Reading passage:
____
Electrical connector 10 includes an insulation housing 20 with one pair of compartments 21 and 22. A pair of electrical contacts 31 and 32 have tab contact sections 33 which extend through the rear wall of housing 20 into compartments 21 and 22. The tab contact sections 33a-33b, and 33c-33d of contacts 31 and 32 respectively are separate and parallel with respect to each other. They are connected at coupling sections 35, 36 and each has a connection terminal 37 and 38. The outer sections of coupling sections 35 and 36 are twisted in the fabrication process so that the tab contact sections of both contacts 31 and 32 are reversed up or down with respect to each other so that the tab contact sections 33a-33d are disposed in the same plane in compartments 21, 22.
____
Dataset excerpts:
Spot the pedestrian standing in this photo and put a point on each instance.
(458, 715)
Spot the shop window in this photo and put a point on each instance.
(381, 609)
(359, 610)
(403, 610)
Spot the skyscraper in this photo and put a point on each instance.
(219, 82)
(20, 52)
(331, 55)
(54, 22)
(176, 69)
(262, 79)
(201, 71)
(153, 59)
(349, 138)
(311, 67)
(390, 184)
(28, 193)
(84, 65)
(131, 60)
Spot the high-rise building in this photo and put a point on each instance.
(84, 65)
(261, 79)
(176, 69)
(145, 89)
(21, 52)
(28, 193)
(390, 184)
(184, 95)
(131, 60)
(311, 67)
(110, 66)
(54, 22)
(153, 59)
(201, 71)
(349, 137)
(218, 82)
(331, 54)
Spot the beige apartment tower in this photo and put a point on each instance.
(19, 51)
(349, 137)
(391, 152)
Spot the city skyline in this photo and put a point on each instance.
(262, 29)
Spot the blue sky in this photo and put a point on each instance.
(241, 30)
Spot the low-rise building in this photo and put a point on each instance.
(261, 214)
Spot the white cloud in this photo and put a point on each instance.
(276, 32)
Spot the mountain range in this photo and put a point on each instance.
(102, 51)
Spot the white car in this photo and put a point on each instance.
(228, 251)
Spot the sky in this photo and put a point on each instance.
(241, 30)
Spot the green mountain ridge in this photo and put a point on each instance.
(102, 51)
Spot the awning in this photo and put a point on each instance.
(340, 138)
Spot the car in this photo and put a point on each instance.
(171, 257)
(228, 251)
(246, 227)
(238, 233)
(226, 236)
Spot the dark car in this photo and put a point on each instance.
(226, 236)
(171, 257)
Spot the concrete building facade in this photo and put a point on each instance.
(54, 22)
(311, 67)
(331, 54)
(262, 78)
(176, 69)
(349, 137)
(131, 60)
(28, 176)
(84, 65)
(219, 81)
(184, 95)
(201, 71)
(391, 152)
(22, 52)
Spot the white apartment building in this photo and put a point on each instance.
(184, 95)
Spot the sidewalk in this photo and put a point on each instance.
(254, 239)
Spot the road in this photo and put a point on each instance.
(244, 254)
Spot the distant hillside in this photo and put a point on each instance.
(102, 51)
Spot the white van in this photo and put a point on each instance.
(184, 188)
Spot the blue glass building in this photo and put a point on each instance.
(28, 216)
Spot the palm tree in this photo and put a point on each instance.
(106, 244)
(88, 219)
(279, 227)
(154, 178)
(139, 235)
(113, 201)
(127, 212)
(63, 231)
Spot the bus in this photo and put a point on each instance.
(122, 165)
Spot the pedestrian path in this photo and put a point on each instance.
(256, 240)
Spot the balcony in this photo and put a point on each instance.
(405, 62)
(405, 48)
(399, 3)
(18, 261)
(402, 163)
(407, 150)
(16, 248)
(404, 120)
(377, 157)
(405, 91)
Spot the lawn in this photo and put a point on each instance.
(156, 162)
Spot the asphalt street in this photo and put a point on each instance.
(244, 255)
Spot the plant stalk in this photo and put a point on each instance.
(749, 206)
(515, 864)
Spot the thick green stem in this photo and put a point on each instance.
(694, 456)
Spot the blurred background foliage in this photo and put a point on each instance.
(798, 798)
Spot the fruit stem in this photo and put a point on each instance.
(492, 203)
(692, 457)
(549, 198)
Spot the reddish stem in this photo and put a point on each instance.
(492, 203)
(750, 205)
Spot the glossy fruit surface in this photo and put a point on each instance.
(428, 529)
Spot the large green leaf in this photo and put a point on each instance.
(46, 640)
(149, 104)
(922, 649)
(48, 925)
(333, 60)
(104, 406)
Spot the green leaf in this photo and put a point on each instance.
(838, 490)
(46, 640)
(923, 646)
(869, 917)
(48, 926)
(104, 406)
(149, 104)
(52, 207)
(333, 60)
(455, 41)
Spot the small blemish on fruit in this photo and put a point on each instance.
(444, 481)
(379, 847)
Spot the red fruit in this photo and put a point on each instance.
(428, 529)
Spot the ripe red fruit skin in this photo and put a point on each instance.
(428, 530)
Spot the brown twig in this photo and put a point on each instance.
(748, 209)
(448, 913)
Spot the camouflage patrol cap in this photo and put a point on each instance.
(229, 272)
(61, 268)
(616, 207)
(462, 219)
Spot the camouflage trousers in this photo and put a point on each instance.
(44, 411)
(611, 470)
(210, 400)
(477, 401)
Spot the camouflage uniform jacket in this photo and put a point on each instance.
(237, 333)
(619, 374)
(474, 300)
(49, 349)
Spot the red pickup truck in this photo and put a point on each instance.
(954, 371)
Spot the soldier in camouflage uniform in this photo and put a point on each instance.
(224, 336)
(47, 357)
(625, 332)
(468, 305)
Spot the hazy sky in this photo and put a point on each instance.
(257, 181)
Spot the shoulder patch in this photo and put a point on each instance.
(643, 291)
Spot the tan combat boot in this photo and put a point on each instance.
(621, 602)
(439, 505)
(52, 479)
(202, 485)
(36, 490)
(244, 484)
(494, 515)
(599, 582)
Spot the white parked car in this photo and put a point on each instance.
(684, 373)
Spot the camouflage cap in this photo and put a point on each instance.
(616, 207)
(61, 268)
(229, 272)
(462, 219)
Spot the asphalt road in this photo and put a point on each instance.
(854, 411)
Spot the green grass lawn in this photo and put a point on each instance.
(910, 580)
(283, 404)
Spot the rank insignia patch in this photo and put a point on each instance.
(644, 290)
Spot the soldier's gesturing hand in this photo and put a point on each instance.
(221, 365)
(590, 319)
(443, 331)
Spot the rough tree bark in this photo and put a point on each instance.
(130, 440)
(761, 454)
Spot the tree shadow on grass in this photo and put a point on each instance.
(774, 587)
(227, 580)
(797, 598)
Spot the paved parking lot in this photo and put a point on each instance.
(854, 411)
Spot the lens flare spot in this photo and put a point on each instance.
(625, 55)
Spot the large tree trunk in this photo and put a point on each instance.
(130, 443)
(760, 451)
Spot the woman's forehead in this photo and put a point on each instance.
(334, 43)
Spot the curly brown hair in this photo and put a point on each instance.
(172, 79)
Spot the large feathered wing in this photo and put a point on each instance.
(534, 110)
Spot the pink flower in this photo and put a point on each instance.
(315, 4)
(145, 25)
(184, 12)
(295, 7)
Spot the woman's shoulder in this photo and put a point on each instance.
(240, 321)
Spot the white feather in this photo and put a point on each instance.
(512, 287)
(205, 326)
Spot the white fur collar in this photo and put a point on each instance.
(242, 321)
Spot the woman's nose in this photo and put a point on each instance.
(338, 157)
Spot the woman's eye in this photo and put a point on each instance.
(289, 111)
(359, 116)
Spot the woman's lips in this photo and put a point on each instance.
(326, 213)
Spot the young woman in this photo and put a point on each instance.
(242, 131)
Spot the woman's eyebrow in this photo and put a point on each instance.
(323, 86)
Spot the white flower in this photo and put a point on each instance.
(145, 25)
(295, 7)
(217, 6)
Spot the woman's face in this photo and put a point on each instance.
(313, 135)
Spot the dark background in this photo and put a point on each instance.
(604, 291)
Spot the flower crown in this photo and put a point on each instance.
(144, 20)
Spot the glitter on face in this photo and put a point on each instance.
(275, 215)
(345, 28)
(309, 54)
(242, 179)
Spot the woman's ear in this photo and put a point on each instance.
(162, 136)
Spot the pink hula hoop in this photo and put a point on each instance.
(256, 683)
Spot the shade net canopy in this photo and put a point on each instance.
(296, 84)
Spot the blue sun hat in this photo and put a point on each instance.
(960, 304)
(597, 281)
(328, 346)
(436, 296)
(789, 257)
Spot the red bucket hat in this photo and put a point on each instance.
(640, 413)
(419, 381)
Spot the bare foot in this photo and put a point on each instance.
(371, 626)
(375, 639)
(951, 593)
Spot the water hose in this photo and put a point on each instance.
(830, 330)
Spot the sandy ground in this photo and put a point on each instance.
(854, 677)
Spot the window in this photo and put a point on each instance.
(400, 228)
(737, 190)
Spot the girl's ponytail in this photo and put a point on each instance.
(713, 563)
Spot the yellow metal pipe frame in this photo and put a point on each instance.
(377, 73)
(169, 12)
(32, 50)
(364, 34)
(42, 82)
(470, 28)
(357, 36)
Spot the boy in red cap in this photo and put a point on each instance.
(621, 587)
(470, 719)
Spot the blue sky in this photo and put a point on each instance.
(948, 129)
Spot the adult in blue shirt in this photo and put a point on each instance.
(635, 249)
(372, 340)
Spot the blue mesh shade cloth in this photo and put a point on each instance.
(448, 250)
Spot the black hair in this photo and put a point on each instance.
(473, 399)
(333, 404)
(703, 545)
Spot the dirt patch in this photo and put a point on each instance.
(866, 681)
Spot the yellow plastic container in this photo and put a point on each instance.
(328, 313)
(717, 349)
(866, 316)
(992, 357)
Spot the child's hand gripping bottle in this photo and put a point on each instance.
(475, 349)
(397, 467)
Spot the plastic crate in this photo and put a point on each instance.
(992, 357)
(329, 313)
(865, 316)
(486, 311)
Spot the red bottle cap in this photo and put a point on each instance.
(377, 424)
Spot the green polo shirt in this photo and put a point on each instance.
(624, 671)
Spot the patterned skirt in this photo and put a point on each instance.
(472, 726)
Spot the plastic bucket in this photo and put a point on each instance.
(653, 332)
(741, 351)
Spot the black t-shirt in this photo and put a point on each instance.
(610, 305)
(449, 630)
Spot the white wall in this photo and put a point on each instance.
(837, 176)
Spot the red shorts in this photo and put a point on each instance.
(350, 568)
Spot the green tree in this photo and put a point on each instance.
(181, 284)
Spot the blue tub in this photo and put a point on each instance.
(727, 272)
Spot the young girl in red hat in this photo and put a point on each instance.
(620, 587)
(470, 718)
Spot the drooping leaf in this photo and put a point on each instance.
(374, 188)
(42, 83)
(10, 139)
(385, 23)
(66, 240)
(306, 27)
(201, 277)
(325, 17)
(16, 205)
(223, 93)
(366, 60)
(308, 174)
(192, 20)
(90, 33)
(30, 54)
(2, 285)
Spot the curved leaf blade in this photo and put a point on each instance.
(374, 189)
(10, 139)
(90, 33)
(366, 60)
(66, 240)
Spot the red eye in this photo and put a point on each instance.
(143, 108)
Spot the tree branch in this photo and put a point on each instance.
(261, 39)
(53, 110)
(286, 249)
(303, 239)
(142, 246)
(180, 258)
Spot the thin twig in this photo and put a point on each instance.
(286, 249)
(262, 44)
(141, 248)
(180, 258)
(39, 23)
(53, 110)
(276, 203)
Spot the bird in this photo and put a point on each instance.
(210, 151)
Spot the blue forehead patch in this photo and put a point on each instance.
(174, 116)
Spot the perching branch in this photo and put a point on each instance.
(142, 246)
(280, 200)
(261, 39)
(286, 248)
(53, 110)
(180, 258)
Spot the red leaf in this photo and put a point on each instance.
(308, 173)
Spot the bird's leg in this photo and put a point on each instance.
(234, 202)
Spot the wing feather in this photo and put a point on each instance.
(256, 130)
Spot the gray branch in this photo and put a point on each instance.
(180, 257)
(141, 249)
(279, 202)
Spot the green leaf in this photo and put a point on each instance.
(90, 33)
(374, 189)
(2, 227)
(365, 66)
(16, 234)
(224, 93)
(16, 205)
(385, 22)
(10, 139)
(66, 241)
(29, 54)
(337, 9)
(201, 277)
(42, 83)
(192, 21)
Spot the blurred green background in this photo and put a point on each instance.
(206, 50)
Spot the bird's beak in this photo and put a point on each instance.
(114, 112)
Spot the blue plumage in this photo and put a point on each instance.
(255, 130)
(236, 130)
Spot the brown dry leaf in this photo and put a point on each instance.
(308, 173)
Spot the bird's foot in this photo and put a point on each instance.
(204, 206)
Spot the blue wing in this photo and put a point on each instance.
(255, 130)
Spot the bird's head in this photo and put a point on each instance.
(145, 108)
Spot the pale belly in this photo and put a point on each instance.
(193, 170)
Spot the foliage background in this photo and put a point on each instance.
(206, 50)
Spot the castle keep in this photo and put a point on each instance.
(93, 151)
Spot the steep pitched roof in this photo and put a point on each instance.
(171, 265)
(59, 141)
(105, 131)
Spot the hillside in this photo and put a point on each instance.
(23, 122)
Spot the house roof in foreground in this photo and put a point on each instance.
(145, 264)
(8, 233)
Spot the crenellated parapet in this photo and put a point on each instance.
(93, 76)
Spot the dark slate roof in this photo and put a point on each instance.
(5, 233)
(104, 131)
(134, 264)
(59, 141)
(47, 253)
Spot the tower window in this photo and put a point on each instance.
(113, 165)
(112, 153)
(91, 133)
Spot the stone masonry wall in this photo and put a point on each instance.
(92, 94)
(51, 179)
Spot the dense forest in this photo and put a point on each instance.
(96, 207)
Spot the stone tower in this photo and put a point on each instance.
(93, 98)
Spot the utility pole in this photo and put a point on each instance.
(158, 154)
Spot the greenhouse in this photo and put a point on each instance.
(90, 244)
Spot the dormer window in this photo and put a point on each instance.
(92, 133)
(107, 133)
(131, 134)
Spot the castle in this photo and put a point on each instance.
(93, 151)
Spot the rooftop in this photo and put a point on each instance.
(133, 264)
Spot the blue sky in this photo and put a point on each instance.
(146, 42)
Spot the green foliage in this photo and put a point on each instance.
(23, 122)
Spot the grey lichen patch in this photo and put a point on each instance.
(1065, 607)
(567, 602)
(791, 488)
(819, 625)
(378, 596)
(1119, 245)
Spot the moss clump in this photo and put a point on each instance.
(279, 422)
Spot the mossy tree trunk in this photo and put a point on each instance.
____
Set problem: Please output the passage of the connector description from "Electrical connector 10" to "compartments 21, 22." word for word.

Exercise output:
Electrical connector 10 includes an insulation housing 20 with one pair of compartments 21 and 22. A pair of electrical contacts 31 and 32 have tab contact sections 33 which extend through the rear wall of housing 20 into compartments 21 and 22. The tab contact sections 33a-33b, and 33c-33d of contacts 31 and 32 respectively are separate and parallel with respect to each other. They are connected at coupling sections 35, 36 and each has a connection terminal 37 and 38. The outer sections of coupling sections 35 and 36 are twisted in the fabrication process so that the tab contact sections of both contacts 31 and 32 are reversed up or down with respect to each other so that the tab contact sections 33a-33d are disposed in the same plane in compartments 21, 22.